For every record here, output an exact copy.

# Stored data
______________________________

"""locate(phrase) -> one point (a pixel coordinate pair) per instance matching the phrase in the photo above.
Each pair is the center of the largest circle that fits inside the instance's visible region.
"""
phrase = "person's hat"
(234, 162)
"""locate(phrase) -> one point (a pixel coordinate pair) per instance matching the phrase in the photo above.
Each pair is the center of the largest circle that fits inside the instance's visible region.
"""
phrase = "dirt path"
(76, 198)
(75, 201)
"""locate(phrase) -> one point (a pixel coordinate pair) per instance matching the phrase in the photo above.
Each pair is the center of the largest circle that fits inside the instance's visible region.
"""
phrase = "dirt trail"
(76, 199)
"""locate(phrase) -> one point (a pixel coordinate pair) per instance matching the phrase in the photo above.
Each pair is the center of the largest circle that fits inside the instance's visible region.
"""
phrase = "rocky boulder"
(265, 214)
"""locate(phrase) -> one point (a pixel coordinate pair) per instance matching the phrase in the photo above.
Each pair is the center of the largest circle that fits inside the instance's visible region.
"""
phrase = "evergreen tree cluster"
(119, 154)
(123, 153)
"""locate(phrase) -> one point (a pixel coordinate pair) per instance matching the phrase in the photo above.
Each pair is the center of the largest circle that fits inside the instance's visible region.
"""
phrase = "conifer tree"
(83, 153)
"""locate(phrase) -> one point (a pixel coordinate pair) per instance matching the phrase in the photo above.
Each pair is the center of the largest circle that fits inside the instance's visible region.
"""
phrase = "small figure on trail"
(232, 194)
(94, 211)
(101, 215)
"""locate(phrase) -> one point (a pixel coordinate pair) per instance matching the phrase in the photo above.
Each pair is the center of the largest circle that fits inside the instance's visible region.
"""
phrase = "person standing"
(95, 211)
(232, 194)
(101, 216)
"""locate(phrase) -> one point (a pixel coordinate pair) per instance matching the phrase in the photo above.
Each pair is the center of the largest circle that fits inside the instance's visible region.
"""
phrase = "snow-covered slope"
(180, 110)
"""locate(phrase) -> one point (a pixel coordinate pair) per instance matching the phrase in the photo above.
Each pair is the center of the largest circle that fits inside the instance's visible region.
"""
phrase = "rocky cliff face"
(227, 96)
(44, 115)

______________________________

# Result
"""locate(phrase) -> one point (a pixel coordinate pair) per instance matching the phrase in the photo above.
Each pair is the center of the largest circle that fits inside the instance's visible region.
"""
phrase = "person's hat"
(234, 162)
"""locate(phrase) -> one point (a pixel coordinate pair) per instance matching the phrase in the photo above.
Each pair is the center of the largest circle that fits inside the instance's visible region.
"""
phrase = "dirt path"
(76, 198)
(75, 201)
"""locate(phrase) -> one point (a pixel coordinate pair) per instance matching the phrase in the photo above.
Each pair is the center of the largest circle that fits inside the instance's visible region.
"""
phrase = "dirt trail"
(76, 199)
"""locate(phrase) -> one point (a pixel coordinate pair) per instance matching the phrase in the photo above.
Each pair is the center of the largest circle that fits inside the instance's visible region.
"""
phrase = "rocky boulder"
(265, 214)
"""locate(phrase) -> one point (a pixel coordinate pair) per instance matching the phrase in the photo above.
Each pair is the center of the largest circle that fits inside the instance's visible region.
"""
phrase = "evergreen tree cluster"
(119, 154)
(123, 153)
"""locate(phrase) -> one point (a pixel coordinate pair) per instance matching the phrase in the photo above.
Each pair is the center of the largest circle that fits inside the instance's visible region.
"""
phrase = "conifer tree"
(83, 153)
"""locate(phrase) -> one point (a pixel coordinate pair) per instance matching the phrase in the photo above.
Each pair is the center of the largest circle that fits inside the instance's visible region.
"""
phrase = "small figure on trail"
(232, 194)
(94, 211)
(101, 215)
"""locate(phrase) -> one point (a pixel coordinate pair) per instance matching the phrase in the photo above.
Each pair is the center of the largest circle that fits inside the instance's visible region.
"""
phrase = "person standing"
(95, 211)
(232, 194)
(101, 216)
"""locate(phrase) -> one point (a pixel coordinate pair) per instance matching the phrase in the photo above.
Each pair is the center of the largest circle that fits inside the instance's visible region.
"""
phrase = "snow-covered slope"
(180, 110)
"""locate(phrase) -> one point (a pixel coordinate pair) per instance matching the phrase in the photo above.
Each pair is the center of the largest circle that fits inside the instance's visible region.
"""
phrase = "rocky cliff face"
(227, 96)
(44, 115)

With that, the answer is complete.